◆ Prompt A
Answer these questions using the passage on the parent-child therapy:
(i) How many weekly sessions does the therapy typically involve, and how long does each session last?
(ii) What are the two phases into which the therapy is divided?
(iii) What does reflective listening consist of?
◆ Prompt B
Extend the passage on the parent-child therapy, picking up after its final sentence.

◆ Supplied passage
□ □ □ □

The therapy typically consists of 12-20 weekly sessions, with each session lasting one hour. During these sessions, the therapist observes the parent-child interaction and provides feedback and coaching to the parent. The therapy is divided into the Child-Directed Interaction (CDI) phase and the Parent-Directed Interaction (PDI) phase.

During CDI, the therapist teaches the parent special positive reinforcement skills to engage their child in positive interactions. Many child therapists refer to CDI skills as the "special sauce" of any parenting protocol. Historically, parents are encouraged to fix problems as they arise, such as telling a child not to jump on the furniture. We often forget the importance of recognizing when kids are already doing well, such as when they have a calm body on the furniture. It is common to inadvertently over-reinforce negative behaviors. Over time this creates negative interactions in the parent-child dynamic and can reinforce a negative coercive cycle. During CDI, therapists help to shift the parents' perspective and use specific skills to engage with their child positively. These skills include using labeled praise, which involves verbally acknowledging and praising the child's positive behaviors, and reflective listening, which consists of repeating what the child has said to show that the parent is listening and understanding. Parents are also encouraged to use descriptions to help improve attention and focus and help keep their child focused on the activity and engaged in the play for extended periods.

□ □ □ □

◆ Supplied entries

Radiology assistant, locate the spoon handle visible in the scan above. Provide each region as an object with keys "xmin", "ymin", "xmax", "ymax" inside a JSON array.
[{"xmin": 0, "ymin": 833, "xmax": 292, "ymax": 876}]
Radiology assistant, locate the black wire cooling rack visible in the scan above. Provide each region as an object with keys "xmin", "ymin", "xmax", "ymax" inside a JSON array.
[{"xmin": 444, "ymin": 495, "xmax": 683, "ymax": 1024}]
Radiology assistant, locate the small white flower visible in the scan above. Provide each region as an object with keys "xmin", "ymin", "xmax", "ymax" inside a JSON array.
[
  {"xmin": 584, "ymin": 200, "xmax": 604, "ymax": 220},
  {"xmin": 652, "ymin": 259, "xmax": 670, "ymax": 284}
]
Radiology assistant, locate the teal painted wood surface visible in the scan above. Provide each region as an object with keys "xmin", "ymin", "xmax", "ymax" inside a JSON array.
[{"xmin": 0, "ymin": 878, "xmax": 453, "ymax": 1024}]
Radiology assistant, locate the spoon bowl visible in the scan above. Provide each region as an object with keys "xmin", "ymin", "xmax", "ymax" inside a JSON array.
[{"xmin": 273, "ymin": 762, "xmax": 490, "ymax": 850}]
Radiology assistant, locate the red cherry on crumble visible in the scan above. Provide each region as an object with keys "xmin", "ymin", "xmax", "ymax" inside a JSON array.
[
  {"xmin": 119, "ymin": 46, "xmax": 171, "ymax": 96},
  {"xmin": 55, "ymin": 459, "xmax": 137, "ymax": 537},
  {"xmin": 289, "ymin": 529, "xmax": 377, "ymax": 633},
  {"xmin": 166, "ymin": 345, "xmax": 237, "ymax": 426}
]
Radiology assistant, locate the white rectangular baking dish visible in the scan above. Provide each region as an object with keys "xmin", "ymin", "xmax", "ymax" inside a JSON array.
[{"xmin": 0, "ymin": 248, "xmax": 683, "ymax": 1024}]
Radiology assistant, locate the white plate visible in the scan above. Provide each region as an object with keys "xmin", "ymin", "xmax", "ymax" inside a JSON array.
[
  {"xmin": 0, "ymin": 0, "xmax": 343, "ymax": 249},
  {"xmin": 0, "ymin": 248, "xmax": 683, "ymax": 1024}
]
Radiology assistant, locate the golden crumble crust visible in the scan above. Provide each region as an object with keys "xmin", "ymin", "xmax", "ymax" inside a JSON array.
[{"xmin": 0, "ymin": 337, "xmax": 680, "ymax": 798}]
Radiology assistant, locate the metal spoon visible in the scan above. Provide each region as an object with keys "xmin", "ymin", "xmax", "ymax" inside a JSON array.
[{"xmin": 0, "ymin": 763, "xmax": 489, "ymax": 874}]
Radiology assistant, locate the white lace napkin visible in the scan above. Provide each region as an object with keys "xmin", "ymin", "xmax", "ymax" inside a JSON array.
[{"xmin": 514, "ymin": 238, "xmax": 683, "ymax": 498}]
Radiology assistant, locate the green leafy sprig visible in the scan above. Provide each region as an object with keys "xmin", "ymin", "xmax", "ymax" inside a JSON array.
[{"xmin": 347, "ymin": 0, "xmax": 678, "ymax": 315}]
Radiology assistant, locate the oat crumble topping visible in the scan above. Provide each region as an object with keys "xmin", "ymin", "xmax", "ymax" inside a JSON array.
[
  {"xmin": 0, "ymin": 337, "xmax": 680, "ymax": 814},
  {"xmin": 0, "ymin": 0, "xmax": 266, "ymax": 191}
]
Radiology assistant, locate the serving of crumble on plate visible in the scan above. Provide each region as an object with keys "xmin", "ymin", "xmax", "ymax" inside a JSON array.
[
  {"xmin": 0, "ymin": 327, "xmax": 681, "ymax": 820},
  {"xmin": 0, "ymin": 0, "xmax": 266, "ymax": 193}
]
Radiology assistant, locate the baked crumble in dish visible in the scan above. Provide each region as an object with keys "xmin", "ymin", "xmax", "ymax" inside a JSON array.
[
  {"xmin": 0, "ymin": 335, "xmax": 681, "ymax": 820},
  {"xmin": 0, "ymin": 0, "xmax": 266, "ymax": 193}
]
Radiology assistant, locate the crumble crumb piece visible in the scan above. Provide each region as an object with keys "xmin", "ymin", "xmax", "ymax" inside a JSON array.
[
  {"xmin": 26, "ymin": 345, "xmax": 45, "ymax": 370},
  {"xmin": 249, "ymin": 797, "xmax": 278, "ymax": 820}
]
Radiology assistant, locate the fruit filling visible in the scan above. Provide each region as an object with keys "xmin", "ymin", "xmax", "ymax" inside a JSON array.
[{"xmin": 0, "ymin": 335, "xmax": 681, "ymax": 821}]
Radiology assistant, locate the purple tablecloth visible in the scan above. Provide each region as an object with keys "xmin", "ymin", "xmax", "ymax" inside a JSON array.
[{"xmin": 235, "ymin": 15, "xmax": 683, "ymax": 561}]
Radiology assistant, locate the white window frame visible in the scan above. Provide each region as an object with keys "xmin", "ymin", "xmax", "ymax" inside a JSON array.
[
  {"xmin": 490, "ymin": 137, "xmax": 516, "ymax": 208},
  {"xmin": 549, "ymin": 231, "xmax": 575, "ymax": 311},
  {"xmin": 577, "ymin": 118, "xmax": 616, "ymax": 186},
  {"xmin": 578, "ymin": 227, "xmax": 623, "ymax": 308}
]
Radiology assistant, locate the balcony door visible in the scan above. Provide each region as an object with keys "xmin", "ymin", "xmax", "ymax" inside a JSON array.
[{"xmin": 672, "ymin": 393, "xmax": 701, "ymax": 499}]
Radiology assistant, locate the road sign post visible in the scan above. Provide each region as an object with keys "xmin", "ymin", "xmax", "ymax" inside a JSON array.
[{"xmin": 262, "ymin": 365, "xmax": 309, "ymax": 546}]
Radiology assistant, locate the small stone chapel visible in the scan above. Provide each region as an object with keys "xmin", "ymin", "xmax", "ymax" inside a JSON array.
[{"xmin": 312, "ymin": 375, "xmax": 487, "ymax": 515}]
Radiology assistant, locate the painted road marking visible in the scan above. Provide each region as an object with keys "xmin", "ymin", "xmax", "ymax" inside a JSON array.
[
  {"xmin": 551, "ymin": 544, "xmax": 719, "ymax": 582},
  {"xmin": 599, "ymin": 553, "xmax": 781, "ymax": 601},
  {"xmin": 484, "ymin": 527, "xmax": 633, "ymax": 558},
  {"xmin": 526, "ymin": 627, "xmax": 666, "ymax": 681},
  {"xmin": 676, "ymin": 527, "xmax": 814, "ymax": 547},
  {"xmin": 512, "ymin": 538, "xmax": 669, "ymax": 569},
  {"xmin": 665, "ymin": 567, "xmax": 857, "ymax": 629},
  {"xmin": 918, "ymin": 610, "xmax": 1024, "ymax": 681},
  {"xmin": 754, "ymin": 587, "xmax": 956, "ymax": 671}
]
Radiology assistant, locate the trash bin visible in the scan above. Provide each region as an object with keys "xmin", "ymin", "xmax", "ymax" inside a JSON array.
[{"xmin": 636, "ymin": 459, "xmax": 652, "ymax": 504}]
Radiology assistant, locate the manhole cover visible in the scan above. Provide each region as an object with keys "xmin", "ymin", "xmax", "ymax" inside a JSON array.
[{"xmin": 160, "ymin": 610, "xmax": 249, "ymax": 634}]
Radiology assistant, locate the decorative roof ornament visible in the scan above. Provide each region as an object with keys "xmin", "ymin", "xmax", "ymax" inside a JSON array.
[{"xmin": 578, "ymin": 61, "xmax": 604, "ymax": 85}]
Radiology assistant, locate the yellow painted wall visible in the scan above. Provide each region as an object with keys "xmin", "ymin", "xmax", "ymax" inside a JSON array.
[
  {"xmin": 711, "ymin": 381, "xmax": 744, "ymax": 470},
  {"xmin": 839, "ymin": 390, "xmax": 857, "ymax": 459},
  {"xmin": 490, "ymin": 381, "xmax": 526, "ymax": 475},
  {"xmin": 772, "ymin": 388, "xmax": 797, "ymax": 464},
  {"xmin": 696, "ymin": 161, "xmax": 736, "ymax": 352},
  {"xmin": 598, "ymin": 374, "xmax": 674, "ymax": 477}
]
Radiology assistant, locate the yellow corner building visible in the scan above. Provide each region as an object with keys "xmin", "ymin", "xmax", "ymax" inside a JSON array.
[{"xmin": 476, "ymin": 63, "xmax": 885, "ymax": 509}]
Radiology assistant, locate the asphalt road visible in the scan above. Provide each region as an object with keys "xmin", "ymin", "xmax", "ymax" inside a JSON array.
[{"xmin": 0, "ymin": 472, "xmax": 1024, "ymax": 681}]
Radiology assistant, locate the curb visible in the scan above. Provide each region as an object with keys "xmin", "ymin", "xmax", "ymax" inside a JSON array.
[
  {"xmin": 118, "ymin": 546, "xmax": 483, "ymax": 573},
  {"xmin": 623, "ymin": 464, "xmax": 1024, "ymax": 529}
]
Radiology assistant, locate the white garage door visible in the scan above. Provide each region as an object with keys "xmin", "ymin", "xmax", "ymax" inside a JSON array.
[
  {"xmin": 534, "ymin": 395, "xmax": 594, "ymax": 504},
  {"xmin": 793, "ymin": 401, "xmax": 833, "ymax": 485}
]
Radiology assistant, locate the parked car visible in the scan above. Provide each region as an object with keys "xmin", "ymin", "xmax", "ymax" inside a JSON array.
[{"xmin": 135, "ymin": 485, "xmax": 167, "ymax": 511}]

□ □ □ □

◆ Answer box A
(i) The therapy typically involves 12-20 weekly sessions, each lasting one hour.
(ii) The Child-Directed Interaction (CDI) phase and the Parent-Directed Interaction (PDI) phase.
(iii) Repeating what the child has said, to show that the parent is listening and understanding.

◆ Answer box B
CDI skills are imperative to seeing improvement with Parent-Child Interaction Therapy, and parents are encouraged to practice these skills during sessions and through home practice. Parents often describe learning these skills as learning a new language-- which can be challenging. Throughout PCIT, parents are guided and directly coached using bug-in-ear coaching techniques. Parents have reported that this level of in-vivo coaching and feedback helps them use the skills between sessions.

The second phase of PCIT is Parent-Directed Interaction (PDI), which focuses on teaching the parent to use specific skills to support their child's challenging behaviors. These skills include setting clear expectations and consequences for behavior, using a predictable consequence for negative behavior, and providing positive reinforcement for positive behavior. The two phases work in tandem to ensure that children are provided with a high level of positive reinforcement and praise with clear limits and expectations. This phase helps to provide the optimum delivery of nurturing and supportive parenting coupled with appropriate and reasonable expectations.

Is PCIT right for my family?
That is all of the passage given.